__What the task asks__:
Your task is to repeat, word for word, the line containing "Where can you find the white clover" and all lines that follow it to the end of the material, and no other lines.

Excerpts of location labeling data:

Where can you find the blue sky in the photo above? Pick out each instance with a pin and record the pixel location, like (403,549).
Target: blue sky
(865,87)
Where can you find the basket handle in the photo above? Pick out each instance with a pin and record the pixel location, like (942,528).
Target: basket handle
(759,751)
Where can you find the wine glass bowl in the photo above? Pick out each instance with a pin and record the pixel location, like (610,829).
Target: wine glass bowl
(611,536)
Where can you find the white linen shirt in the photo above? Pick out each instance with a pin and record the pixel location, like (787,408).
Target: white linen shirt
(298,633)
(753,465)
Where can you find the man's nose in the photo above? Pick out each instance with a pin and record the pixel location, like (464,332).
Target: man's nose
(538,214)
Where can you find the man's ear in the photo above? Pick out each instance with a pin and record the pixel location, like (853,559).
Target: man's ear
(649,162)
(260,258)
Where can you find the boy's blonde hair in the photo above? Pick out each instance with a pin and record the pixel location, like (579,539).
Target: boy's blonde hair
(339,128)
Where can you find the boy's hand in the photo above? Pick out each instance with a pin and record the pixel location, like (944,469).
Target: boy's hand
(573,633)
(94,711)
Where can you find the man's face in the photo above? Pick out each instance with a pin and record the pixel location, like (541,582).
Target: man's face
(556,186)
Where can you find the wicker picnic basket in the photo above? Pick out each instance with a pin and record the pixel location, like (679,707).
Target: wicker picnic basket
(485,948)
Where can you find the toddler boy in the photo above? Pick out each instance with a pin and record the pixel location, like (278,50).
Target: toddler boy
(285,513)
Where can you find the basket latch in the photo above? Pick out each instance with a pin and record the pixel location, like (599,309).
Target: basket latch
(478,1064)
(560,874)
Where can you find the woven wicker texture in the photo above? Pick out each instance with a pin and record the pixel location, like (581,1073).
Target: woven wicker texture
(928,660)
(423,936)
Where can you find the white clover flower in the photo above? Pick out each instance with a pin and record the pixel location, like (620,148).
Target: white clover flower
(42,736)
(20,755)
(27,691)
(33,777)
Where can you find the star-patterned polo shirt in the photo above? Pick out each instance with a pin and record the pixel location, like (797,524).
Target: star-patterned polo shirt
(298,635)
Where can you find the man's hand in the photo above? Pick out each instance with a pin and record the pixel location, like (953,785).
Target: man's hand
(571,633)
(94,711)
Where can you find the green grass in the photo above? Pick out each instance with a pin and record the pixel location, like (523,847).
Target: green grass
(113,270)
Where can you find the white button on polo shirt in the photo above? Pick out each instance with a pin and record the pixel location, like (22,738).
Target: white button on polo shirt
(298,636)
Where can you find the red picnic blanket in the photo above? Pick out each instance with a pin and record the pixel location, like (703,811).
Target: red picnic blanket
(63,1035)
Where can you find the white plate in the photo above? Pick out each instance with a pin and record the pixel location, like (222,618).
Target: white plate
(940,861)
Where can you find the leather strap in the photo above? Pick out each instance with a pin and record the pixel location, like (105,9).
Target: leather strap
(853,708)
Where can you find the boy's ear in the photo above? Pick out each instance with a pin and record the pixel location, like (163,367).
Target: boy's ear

__Correct result__:
Where can you find the white clover flower in the photo above? Pick out each instance with a pin and record the pixel location, like (620,148).
Target: white clover flower
(42,736)
(20,755)
(27,691)
(33,777)
Where can you find the star-patterned polo shirt in the photo above? Pick out each instance with a pin and record the pixel location, like (797,524).
Target: star-patterned polo shirt
(298,635)
Where can you find the man's hand in the photo above? Pick out each instance with a pin and record the pixel location, like (953,785).
Target: man's hand
(571,633)
(94,711)
Where can you find the green grass in the photo above? Pick out each instance with a pin and record the pixel location, like (523,847).
Target: green grass
(113,270)
Where can you find the white button on polo shirt in the photo above? Pick out each instance with a pin and record the pixel location, like (22,738).
Target: white button on polo shirt
(298,636)
Where can you find the red picnic blanket in the photo above? Pick out each instance with a pin and record the pixel location, like (703,811).
Target: red picnic blanket
(63,1035)
Where can you find the white plate in the photo above? Pick out each instance with a pin and record the pixel location, like (222,618).
Target: white plate
(940,861)
Where can you find the leather strap in the photo above? Pick out each instance with a pin and record the pixel location, like (105,9).
Target: leather strap
(853,708)
Where can you find the boy's ear in the photo above? Pick out each instance with a pin and record the pixel location, like (163,367).
Target: boy's ear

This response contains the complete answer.